- **Problem to solve**
Give the listing again word for word. Skip the pictures.

- **Data provided**
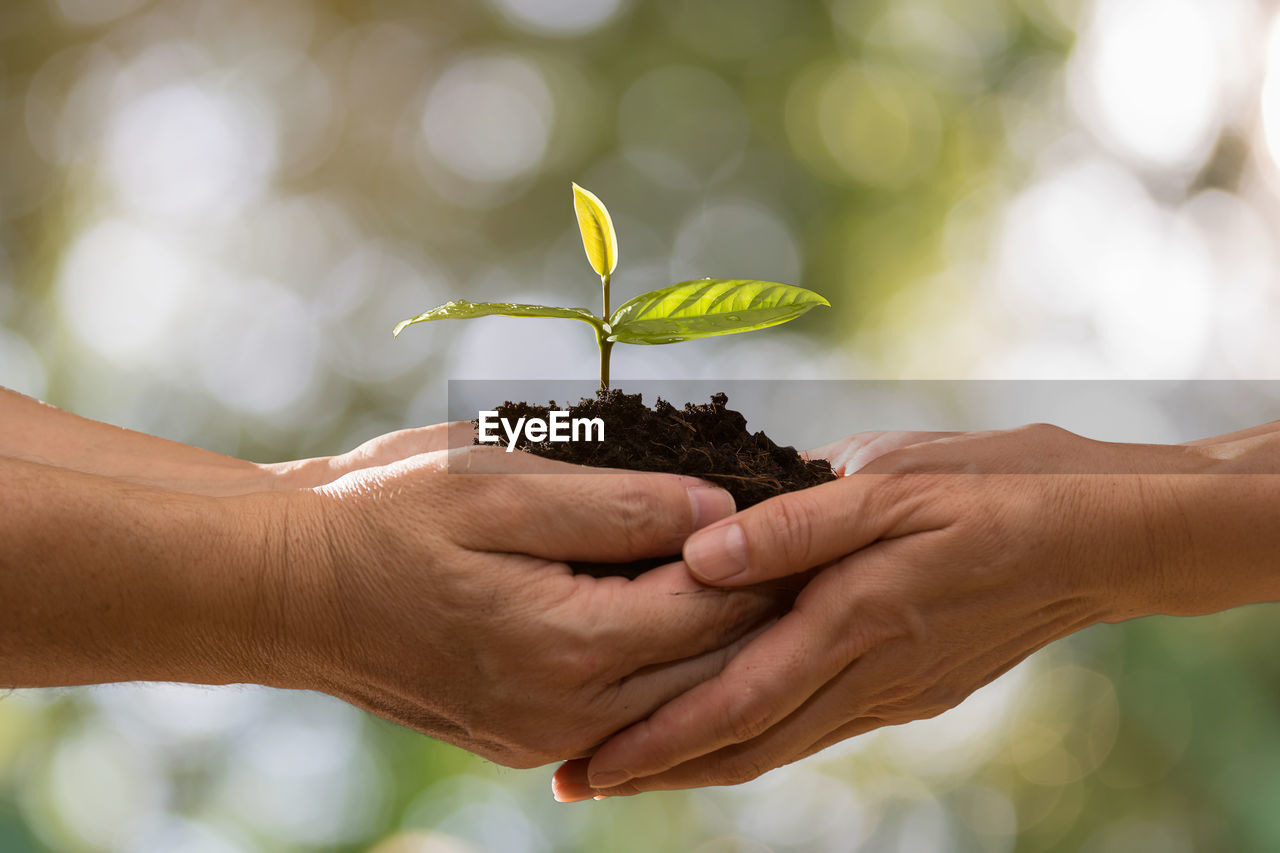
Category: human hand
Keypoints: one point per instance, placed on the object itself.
(442, 601)
(36, 432)
(938, 568)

- **Response**
Category: human hand
Keypoints: one point per instance, placed on the object itself.
(442, 601)
(36, 432)
(938, 568)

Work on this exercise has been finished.